(Aim of the exercise): What lines in the records below hold the string "wall"? Please show them.

Segment Start: Data extract

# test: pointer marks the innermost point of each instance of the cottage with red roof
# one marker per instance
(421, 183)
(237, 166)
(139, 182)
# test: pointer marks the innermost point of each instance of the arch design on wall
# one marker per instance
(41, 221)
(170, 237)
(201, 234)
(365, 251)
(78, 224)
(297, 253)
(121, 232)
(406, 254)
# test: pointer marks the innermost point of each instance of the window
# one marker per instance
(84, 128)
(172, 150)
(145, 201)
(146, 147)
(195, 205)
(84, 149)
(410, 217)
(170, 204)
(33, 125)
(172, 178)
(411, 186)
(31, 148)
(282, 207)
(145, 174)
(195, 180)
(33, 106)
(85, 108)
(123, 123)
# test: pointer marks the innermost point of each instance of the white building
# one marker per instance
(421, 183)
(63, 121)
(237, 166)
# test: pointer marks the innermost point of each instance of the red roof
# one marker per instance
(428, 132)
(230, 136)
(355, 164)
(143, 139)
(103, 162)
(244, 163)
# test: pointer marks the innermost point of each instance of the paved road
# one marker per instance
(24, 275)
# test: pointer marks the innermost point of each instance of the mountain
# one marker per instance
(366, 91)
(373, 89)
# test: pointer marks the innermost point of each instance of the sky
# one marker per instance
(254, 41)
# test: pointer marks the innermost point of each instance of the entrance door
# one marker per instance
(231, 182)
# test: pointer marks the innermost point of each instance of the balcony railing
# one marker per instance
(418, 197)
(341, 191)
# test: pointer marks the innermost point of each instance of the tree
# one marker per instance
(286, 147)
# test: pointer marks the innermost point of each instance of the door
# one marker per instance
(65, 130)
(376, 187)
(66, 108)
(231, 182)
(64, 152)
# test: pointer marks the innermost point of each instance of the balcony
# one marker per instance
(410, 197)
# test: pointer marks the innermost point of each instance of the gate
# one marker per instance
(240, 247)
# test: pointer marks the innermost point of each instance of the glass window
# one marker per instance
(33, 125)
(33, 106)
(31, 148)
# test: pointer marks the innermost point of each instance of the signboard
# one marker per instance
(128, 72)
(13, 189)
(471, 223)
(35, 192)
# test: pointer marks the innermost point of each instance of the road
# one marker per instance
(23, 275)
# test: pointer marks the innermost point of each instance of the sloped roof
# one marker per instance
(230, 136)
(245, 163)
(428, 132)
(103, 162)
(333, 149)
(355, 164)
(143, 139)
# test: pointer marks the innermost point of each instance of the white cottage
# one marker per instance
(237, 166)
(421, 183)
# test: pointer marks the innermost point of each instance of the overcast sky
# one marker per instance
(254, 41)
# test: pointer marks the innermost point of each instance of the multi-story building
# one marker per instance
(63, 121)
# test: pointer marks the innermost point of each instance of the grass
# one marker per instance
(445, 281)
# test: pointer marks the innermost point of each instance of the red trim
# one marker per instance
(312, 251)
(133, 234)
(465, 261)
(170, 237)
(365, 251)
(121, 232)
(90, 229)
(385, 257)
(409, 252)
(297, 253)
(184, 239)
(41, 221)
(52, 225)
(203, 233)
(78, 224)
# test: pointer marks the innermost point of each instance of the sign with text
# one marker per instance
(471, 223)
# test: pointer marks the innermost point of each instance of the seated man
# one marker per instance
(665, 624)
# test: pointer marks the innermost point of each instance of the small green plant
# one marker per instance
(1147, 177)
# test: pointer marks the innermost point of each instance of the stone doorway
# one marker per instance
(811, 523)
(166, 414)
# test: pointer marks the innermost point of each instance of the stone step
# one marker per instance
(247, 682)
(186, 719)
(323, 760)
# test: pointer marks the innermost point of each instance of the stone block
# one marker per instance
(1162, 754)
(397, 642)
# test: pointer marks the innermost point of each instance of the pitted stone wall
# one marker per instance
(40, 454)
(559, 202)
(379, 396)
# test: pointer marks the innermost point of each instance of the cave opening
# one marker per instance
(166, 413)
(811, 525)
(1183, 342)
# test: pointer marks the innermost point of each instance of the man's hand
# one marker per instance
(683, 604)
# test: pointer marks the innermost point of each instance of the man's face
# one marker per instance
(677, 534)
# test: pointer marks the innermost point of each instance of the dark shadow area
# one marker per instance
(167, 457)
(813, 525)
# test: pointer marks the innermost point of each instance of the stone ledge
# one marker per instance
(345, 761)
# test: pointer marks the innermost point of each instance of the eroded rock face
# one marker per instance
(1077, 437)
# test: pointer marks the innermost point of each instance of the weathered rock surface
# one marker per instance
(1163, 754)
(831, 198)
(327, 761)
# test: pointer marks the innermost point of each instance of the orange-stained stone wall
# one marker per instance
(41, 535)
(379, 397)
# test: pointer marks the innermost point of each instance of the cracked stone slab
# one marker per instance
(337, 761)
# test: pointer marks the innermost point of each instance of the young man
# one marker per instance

Segment End: Data extract

(Solution to the exercise):
# test: pointer marks the innermost point of each instance of the arch design on wall
# test: pointer marks the innermost point of each instance of the pitted stone wall
# test: pointer marks the innermost point of each instance of the orange-stained stone wall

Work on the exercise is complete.